**Goal:** Pull out every line in the records below that contains the string "face", and copy each one in full. Case counts, so a match must have the same capital and lowercase letters.

**Input:**

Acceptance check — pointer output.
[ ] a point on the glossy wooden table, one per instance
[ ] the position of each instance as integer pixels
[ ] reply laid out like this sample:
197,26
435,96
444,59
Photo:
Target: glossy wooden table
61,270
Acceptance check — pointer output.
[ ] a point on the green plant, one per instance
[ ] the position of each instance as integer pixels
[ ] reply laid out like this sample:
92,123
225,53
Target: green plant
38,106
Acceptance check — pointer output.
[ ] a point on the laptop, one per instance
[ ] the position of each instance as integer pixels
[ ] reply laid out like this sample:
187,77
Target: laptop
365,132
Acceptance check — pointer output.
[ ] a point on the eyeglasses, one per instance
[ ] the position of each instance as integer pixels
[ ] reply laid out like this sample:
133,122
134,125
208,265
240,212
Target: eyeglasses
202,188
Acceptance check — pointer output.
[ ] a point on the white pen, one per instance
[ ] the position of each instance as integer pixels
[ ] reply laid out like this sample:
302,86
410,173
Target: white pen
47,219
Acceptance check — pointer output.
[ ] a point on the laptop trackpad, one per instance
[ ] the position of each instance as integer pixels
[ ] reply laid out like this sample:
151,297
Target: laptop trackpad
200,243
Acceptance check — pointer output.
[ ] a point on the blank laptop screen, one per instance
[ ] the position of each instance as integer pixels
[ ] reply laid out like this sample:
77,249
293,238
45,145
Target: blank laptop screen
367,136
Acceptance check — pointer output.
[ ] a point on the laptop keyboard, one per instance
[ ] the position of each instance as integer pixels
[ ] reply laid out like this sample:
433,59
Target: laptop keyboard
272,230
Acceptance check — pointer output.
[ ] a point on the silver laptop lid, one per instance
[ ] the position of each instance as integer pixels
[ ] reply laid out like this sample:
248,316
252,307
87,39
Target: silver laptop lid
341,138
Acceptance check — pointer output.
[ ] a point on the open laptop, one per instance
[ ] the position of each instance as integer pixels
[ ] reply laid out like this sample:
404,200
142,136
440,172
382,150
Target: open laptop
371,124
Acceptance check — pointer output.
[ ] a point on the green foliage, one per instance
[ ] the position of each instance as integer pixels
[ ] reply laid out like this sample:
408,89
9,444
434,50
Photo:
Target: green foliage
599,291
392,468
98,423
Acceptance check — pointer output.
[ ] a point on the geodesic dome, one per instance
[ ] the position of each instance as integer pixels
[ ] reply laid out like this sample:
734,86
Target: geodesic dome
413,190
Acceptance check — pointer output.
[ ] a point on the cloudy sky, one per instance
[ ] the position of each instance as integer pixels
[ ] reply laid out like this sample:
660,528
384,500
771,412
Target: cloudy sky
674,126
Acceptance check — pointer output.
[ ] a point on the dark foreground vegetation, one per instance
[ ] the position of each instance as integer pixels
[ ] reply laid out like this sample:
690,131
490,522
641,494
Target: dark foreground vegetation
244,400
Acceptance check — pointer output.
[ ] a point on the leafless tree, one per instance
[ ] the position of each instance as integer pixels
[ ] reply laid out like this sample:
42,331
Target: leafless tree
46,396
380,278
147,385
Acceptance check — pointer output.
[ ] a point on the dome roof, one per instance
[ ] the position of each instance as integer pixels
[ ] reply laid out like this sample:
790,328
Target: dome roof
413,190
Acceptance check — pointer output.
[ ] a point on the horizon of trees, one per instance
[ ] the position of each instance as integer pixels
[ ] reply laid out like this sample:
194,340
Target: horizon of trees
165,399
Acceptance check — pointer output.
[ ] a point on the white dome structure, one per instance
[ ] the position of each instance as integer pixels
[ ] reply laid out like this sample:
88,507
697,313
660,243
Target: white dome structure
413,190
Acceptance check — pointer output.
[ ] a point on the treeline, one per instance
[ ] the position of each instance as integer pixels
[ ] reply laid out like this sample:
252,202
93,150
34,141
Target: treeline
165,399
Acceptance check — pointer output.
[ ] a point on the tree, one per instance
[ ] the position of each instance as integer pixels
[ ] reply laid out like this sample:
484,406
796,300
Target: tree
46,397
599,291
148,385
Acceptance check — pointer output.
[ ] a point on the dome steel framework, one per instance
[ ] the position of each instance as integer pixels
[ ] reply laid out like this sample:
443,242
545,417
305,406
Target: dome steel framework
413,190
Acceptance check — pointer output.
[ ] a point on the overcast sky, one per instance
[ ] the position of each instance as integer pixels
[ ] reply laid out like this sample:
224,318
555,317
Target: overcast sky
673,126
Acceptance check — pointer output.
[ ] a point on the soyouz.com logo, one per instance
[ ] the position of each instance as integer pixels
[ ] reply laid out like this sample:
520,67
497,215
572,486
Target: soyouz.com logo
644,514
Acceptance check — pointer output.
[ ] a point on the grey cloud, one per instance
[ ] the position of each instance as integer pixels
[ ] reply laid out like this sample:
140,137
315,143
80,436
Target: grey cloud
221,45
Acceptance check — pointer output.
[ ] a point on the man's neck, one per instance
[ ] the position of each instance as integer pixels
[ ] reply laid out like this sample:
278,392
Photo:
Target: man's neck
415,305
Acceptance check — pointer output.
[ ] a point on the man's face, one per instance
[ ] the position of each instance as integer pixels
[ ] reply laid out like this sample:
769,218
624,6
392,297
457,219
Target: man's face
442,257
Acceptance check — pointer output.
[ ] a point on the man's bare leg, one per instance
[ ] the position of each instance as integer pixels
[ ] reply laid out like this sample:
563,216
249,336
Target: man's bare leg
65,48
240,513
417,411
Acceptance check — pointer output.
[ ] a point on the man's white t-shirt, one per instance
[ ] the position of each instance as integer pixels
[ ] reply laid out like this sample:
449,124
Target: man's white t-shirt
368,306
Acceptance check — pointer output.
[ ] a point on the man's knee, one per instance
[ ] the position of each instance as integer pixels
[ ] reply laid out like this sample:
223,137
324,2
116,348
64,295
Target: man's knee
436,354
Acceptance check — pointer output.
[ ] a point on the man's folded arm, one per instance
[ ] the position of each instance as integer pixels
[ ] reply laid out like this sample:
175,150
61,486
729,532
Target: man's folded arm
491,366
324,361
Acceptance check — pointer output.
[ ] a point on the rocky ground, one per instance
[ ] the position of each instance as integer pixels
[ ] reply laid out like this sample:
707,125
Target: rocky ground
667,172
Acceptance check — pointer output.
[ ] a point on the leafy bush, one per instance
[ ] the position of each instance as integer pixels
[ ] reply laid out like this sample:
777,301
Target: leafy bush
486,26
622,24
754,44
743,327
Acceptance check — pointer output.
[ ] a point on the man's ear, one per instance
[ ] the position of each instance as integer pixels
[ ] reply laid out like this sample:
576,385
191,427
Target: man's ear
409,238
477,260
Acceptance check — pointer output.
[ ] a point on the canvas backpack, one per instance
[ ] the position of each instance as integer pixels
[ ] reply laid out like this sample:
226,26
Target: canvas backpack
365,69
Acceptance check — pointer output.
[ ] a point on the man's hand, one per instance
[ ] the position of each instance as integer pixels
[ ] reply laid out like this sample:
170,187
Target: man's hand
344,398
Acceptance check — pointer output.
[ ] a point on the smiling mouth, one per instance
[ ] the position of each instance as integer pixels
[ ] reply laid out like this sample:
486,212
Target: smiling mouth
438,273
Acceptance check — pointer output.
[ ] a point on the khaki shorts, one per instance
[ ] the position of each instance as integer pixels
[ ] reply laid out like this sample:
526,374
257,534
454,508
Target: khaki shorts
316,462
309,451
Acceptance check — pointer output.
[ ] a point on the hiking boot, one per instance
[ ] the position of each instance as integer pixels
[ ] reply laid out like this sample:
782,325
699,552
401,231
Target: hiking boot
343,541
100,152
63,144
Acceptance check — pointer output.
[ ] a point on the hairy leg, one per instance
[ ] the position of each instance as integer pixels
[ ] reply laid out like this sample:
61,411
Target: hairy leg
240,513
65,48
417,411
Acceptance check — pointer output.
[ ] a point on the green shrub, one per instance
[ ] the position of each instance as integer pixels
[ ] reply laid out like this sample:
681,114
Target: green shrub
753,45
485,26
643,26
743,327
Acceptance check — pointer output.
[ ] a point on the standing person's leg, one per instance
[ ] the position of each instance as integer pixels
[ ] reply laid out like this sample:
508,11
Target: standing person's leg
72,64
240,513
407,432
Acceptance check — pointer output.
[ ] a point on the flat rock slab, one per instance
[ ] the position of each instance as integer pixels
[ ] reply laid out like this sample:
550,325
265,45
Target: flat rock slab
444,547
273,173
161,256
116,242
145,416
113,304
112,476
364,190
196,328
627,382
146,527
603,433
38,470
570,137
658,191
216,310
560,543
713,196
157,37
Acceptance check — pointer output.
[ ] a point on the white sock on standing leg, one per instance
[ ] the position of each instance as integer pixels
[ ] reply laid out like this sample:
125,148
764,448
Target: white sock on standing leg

**Task solution:**
[ ] a point on the man's face, one per instance
Target: man's face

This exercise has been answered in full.